## Auftrag 1:
Sammle aus den Zeilen weiter unten jede Zeile, in der die Zeichenfolge „below“ vorkommt, und gib sie unverändert wieder.

## Ausgewählter Auszug:
▬▬▬▬▬▬

# Intranet erstellen, aber wie und womit



## Bizkit (5. Oktober 2006)

Hallo zusammen,

ich möchte/muss ein Intranet erstellen.
Es besteht bisher aus Word, Excel und PDF Dokumenten. Diese sind untereinander Verknüpft, so das sich eine kette bildet und ich diese Kette durch verschiedene Dokumente durchlaufen kann.
Bisher habe ich es so gemacht, das die Word und Excel Dokumente in das HTML Format umgewandelt habe und dann wie eine Internetseite auf den Server in meine Firma gespeichert habe. Nur leider ist die Umwandlung ins HTML Format mit viel Arbeit verbunden.

Frage: Gibt eine eine bessere Lösung dafür?

Hoffe auf viele Antworten.

Gruß Simon


----------



## Navy (5. Oktober 2006)

Du möchtest was genau?

Einen interne Firmenpage mit Dokumentenaustausch?
Ein interne Dateninfrastuktur aufbauen?
Dokumente für jeden zugänglich machen?
Dokumente dynamisch erstellen?

Deine Problemstellung ist recht vage...


----------



## Bizkit (5. Oktober 2006)

Ich möchte am liebsten aus den Dokumenten (da diese einmal vorhanden sind) eine firmeninterne Internetseite erstellen. Wo man schnell und kompfotabel Daten ändern kann.

▬▬▬▬▬▬

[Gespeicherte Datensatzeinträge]
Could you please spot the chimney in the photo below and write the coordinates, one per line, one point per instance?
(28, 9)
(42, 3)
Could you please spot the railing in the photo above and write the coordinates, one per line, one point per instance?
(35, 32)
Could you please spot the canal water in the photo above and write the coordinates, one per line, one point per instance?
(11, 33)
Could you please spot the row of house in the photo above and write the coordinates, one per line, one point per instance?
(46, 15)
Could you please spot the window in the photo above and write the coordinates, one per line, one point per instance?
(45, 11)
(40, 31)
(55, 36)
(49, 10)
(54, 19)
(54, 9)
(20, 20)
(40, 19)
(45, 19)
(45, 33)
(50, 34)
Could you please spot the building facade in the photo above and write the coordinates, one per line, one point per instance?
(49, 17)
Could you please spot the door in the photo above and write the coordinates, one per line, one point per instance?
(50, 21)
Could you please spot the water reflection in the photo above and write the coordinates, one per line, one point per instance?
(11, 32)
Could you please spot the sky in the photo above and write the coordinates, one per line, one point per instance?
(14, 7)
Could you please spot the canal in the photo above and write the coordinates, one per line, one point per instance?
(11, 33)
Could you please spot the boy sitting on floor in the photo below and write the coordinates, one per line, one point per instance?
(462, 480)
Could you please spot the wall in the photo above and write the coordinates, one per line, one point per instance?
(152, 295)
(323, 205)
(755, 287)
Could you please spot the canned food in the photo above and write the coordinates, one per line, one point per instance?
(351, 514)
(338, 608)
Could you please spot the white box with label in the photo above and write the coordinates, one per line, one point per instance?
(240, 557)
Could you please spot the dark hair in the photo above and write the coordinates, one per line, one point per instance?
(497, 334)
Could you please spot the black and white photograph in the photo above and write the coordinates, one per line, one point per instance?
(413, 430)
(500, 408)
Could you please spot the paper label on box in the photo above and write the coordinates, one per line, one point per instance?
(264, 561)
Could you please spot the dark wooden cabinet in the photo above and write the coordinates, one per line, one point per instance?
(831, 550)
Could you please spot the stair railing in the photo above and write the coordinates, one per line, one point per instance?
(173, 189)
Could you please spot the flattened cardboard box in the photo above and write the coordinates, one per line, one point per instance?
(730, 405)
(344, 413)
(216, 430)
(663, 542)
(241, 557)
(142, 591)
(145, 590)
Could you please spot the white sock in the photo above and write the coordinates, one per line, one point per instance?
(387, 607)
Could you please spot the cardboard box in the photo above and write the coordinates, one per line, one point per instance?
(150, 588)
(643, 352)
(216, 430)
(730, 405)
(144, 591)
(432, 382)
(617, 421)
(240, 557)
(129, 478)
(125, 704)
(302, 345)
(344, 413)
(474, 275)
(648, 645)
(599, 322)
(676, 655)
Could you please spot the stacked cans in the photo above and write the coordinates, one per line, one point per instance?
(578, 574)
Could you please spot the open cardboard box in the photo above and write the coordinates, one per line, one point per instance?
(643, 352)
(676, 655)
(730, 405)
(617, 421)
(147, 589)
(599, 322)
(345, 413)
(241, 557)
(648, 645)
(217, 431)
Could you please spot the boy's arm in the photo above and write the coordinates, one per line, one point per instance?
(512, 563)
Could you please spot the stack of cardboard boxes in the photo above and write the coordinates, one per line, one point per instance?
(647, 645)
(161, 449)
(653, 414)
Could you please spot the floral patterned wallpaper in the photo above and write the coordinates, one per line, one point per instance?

▬▬▬▬▬▬

## Auftrag 2:
Führe den Auszug zum Aufbau eines Firmen-Intranets weiter oben fort und beginne direkt nach seinem letzten Satz.

## Richtige Antwort 1:
Could you please spot the chimney in the photo below and write the coordinates, one per line, one point per instance?
Could you please spot the boy sitting on floor in the photo below and write the coordinates, one per line, one point per instance?

## Richtige Antwort 2:
Ich möchte am liebsten auch nicht auf die Designelement von Word und Excel nicht verzichten. Da ich z.B. in den Excel Dokumenten oft eine Art Ablaufdiegramm darstelle (so in der Art mit Wenn Ja zutrifft, dann folge dem Pfeil, und wenn Nein dann folge diesem Pfeil).

Gruß Simon


----------



## Navy (5. Oktober 2006)

http://www.heise.de/ct/06/20/096/default.shtml


----------



## Bizkit (6. Oktober 2006)

Die Leute sollen ja nicht miteinander an den Dokumenten arbeiten, sondern sollen die Dokumente nur betragchten, bzw. sich auf den Desktop laden und dort eventuell bearbeiten und dann für die Projekte speichern.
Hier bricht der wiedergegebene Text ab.